• _Your goal_
Read through the records below and copy each line that uses the word "instance".

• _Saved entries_
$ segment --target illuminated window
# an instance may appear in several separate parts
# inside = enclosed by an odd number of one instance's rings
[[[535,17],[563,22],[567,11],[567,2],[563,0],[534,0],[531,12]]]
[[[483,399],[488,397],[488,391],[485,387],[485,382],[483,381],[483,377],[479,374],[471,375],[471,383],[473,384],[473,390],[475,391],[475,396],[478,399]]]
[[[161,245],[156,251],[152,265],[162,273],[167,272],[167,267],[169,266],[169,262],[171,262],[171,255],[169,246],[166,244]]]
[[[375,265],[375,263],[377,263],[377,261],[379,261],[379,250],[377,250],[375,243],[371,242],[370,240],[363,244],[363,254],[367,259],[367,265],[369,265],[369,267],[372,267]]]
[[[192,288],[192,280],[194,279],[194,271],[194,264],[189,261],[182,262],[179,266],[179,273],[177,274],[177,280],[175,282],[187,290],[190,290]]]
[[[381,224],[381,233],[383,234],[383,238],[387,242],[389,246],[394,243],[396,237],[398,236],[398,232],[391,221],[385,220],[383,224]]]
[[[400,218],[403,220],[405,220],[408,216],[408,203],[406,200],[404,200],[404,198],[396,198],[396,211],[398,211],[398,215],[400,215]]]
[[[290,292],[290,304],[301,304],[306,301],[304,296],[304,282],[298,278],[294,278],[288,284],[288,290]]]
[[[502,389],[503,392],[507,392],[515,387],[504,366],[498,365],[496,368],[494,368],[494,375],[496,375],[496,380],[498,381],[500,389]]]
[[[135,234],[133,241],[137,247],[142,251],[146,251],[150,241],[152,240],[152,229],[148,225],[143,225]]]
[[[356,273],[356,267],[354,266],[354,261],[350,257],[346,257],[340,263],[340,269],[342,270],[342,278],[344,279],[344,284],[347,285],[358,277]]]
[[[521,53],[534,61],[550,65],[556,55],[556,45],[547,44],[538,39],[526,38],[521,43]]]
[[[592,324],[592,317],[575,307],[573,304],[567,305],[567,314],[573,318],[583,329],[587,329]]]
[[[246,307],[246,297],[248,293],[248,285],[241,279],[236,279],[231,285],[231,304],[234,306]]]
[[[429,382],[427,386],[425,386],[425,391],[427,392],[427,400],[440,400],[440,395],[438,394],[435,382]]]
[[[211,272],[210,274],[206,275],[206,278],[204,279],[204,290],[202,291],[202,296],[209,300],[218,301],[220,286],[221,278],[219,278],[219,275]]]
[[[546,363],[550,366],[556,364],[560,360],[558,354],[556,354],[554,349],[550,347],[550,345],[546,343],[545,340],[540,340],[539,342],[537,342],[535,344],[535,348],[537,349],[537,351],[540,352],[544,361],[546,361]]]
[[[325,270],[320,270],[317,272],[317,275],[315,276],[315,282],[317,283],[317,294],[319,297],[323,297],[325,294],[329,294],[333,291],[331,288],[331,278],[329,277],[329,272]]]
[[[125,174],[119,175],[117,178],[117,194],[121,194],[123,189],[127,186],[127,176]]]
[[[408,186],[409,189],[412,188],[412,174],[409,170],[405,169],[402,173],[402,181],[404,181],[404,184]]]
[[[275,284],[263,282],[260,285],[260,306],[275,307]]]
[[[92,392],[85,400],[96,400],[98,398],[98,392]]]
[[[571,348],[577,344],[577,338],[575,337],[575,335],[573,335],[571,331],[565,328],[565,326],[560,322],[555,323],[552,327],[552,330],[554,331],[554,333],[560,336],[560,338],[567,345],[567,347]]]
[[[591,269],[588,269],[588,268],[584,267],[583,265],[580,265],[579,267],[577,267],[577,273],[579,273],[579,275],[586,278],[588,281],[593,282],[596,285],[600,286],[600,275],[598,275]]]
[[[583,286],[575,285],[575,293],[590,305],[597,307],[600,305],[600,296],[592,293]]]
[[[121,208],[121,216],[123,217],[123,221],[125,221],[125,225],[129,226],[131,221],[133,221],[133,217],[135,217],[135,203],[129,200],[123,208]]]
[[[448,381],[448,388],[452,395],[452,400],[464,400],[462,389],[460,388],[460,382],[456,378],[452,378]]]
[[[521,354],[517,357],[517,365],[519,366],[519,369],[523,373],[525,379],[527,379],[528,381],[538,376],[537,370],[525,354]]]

• _Answer to this exercise_
# an instance may appear in several separate parts
# inside = enclosed by an odd number of one instance's rings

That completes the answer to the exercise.